*** Passage shown ***

Alberto-Culver Co., 417 U.S. 506, 511 (1974). “When deciding whether parties agreed to arbitrate a certain matter, courts generally should apply ordinary state-law principles that govern the formation of contracts.” Druco Rest., Inc. v. Steak N Shake Enterp., Inc., 765 F.3d 776, 781 (7th Cir. 2014). The Court may consider exhibits and affidavits regarding the arbitration agreement. Friends for Health: Supporting North Shore Health Center v. PayPal, Inc., No. 17 C 1542, 2018 WL 2933608, at *3 (N.D. Ill.

*** End of Passage shown ***
*** Material shown ***

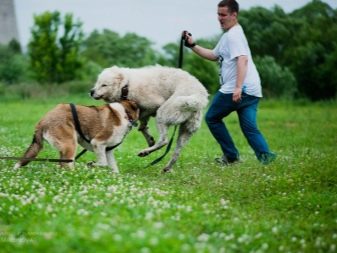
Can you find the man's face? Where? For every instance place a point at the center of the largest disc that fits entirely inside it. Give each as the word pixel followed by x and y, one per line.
pixel 226 18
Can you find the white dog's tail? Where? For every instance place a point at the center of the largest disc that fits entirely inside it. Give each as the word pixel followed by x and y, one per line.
pixel 192 102
pixel 33 149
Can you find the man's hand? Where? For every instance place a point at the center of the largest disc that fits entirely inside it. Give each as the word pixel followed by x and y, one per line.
pixel 188 41
pixel 237 95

*** End of Material shown ***

Instructions =
A. According to the arbitration passage, what principles should courts generally apply when deciding whether parties agreed to arbitrate a matter?
B. Extend the arbitration passage from where it stops.

Solved tasks =
A. Ordinary state-law principles that govern the formation of contracts.

B.
June 12, 2018). a. The Parties Do Not Have an Enforceable Arbitration Agreement A party seeking to compel arbitration must first establish that an enforceable arbitration agreement exists. Gen. Ass’n of Regular Baptist Churches v. Scott, 549 F. App’x. 531, 533 (7th Cir. 2013). Whether an agreement to arbitrate has been formed is governed by state contract law. Gore, 666 F.3d at 1032. Under Illinois1 law, for a valid contract to exist, there must be an offer, an acceptance, and consideration. Melena v. Anheuser-Busch, Inc., 847 N.E.2d 99, 109 (Ill. 2006). The Illinois Supreme

Court has held that an employee handbook or policy statement can create an enforceable contract when the following elements are satisfied: First, the language of the [handbook or policy statement] must contain a promise clear enough that an employee would reasonably believe that an offer has been made.